The rapid spread of the COVID-19 pandemic across the globe has dealt a heavy blow to Europe. Italy, Spain, France and the United Kingdom have been particularly hard hit. So far, Europe accounts for half the world's confirmed cases and deaths.
Europe was hit hard primarily because it seriously underestimated the danger at the beginning and subsequently failed to take stringent prevention and control measures in a timely manner. At the same time, as in previous crises in Europe, the pandemic has exposed some structural flaws in the European Union’s governance model.
Unlike the rest of the world, EU members have surrendered part of their national sovereignty to the supranational body to make decisions on their behalf. Still much remains in the hands of member states, including matters of health, such as responding to epidemics. For any EU member state, it is always a challenge, given converging interests over the decades, to operate with a go-it-alone national approach. That is actually impossible, given the clearly defined division of responsibility.

▸ **REQUIRED WORK**:
• A. According to the passage on COVID-19 in Europe, what proportion of the world's confirmed cases and deaths does Europe account for so far?
• B. From the passage on COVID-19 in Europe, return the words starting at "Europe was hit" and ending at "division of responsibility.", copied without change.
• C. What does the passage on COVID-19 in Europe give as the primary reason that Europe was hit hard by the pandemic?

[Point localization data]
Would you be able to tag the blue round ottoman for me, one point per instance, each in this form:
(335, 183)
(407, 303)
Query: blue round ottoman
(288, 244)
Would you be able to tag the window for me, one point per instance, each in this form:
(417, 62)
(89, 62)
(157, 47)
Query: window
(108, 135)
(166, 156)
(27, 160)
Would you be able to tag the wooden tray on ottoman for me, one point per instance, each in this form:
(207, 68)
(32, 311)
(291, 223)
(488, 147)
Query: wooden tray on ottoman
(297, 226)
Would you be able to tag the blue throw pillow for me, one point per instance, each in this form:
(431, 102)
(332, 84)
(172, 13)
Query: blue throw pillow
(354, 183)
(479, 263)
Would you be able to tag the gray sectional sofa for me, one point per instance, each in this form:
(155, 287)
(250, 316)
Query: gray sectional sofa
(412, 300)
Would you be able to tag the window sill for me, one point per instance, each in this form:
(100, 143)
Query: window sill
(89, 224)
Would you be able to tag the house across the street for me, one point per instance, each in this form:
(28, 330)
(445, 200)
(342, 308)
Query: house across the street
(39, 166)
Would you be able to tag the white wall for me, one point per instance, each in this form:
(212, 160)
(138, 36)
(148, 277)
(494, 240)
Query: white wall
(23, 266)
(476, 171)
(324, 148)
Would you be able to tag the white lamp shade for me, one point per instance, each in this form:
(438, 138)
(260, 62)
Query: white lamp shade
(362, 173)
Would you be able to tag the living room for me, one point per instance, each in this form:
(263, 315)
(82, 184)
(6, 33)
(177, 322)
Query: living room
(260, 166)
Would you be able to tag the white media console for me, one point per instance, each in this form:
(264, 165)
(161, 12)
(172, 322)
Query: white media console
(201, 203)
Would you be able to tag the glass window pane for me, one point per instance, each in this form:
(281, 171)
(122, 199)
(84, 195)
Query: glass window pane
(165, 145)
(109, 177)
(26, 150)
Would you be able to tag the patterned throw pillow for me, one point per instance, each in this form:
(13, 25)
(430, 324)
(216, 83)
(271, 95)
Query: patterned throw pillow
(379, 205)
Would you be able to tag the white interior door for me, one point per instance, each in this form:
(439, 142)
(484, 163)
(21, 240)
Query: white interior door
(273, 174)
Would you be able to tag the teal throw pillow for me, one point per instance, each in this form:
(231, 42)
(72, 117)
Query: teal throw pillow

▸ **ACTIVITY ANSWERS**:
• A. Europe accounts for half of the world's confirmed cases and deaths.

• B.
Europe was hit hard primarily because it seriously underestimated the danger at the beginning and subsequently failed to take stringent prevention and control measures in a timely manner. At the same time, as in previous crises in Europe, the pandemic has exposed some structural flaws in the European Union’s governance model.
Unlike the rest of the world, EU members have surrendered part of their national sovereignty to the supranational body to make decisions on their behalf. Still much remains in the hands of member states, including matters of health, such as responding to epidemics. For any EU member state, it is always a challenge, given converging interests over the decades, to operate with a go-it-alone national approach. That is actually impossible, given the clearly defined division of responsibility.

• C. Europe seriously underestimated the danger at the beginning. It then failed to take stringent prevention and control measures in a timely manner.